TASK DESCRIPTION: Please format the material below as a JSON list of strings, with one string per line and blank lines left out.

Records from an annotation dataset
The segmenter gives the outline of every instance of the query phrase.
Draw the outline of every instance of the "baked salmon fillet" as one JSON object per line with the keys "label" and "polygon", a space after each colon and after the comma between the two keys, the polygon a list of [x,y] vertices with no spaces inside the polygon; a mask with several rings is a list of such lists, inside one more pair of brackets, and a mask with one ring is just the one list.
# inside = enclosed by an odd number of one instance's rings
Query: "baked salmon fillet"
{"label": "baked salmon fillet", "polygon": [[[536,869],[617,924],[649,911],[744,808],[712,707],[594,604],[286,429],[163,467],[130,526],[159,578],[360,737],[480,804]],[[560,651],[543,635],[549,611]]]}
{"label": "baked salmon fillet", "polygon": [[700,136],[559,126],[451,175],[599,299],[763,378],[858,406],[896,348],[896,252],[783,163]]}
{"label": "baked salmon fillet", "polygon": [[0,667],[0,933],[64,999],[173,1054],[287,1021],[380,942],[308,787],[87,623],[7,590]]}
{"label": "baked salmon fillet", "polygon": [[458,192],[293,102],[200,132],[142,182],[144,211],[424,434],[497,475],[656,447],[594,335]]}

SOLUTION FOR THIS PROBLEM:
[
  "The segmenter gives the outline of every instance of the query phrase.",
  "Draw the outline of every instance of the \"baked salmon fillet\" as one JSON object per line with the keys \"label\" and \"polygon\", a space after each colon and after the comma between the two keys, the polygon a list of [x,y] vertices with no spaces inside the polygon; a mask with several rings is a list of such lists, inside one more pair of brackets, and a mask with one ring is just the one list.",
  "# inside = enclosed by an odd number of one instance's rings",
  "Query: \"baked salmon fillet\"",
  "{\"label\": \"baked salmon fillet\", \"polygon\": [[[536,869],[617,924],[649,911],[744,808],[712,707],[594,604],[286,429],[163,467],[130,526],[159,578],[360,737],[480,804]],[[560,651],[543,635],[549,611]]]}",
  "{\"label\": \"baked salmon fillet\", \"polygon\": [[700,136],[559,126],[451,175],[599,299],[763,378],[858,406],[896,348],[896,252],[783,163]]}",
  "{\"label\": \"baked salmon fillet\", \"polygon\": [[0,667],[0,933],[64,999],[173,1054],[287,1021],[380,942],[308,787],[87,623],[7,590]]}",
  "{\"label\": \"baked salmon fillet\", \"polygon\": [[458,192],[293,102],[200,132],[142,182],[144,211],[424,434],[497,475],[656,447],[594,335]]}"
]